February 17, 2008

Asset managers feel the pain

TORONTO (Reuters) - No quick turnaround is in sight for the shares of Canadian fund-management companies, which have been pounded in 2008 as sliding stock markets hurt assets under management and slowed mutual fund sales.

Canadians usually sock money away at this time of year for their retirement savings. But the annual RRSP season, as it's known, is off to a weak start, and skittish investors are opting to park their cash in money-market funds until there is some semblance of market stability.

Not surprisingly, the independent companies that create and sell mutual funds have been poor performers in early 2008.

"It's going to be fairly difficult for the large-cap players to dig themselves out of the hole they're in right now," said Dundee Securities analyst John Aiken. "It's not that anybody's doing anything wrong, it's just that we've had a moderating outlook."

The stocks of AGF Management and CI Financial have tumbled by 21 percent and 19 percent, respectively. That far outpaces the 4.4 percent year-to-date decline in the broad Toronto Stock Exchange composite index, and a 7 percent drop in the S&P/TSX Financials index.

At IGM Financial -- the country's largest fund company with C$119 billion ($118 billion) in assets under management -- shares are down 13 percent.

IGM is really two fund companies under one roof, Investors Group and Mackenzie Financial, and numerous analysts consider it to be the most defensive name in the sector.

IGM "should have the least downside risk relative to its closest peers," Genuity Capital analyst Gabriel Dechaine said in a note on Friday entitled: "Sometimes boring can be beautiful."

In late January, RBC Capital Markets analysts said 12-month total returns for stocks in the sector could range from a drop of 20 percent, if the TSX falls further, to an optimistic scenario in which returns hit 40 percent on average. That would require a big, double-digit rally on the Toronto market, they noted in a report.

Patient investors or those with a value bent might consider buying now.

"I think the market is already pricing in a bad year for these things," said Paul Harris, a portfolio manager at Avenue Investment Management in Toronto.

With bigger players such as CI or IGM, investors get companies with large market shares, diversified product offerings, and "a decent yield," even taking CI's announced distribution cut into account, Harris said.

"These are well-run companies, they have huge market shares, and they are not expensive at these levels," Harris said.

"I think you can wait it out and you'll do well with them."

If market volatility continues, IGM is "far and away" the best placed because its Investors Group unit distributes mutual funds exclusively through its own sales force, giving it more resiliency in sales, Dundee analyst Aiken said.

"This is where you see the absolutely stunning low levels of redemption rates," Aiken said.

[Questions to answer]:
• A. In the article on Canadian fund companies, copy the passage starting with "IGM is really" and going on through "in the sector.", swapping "Mackenzie Financial" for "Mackenzie Investments".
• B. Name every individual person mentioned in the article on Canadian fund companies.
Rely only on the article on Canadian fund companies to answer.

[Supplied information]:
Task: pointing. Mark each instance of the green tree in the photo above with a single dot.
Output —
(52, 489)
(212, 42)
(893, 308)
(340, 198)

[Solution set]:
• A.
IGM is really two fund companies under one roof, Investors Group and Mackenzie Investments, and numerous analysts consider it to be the most defensive name in the sector.

• B. John Aiken, Gabriel Dechaine, Paul Harris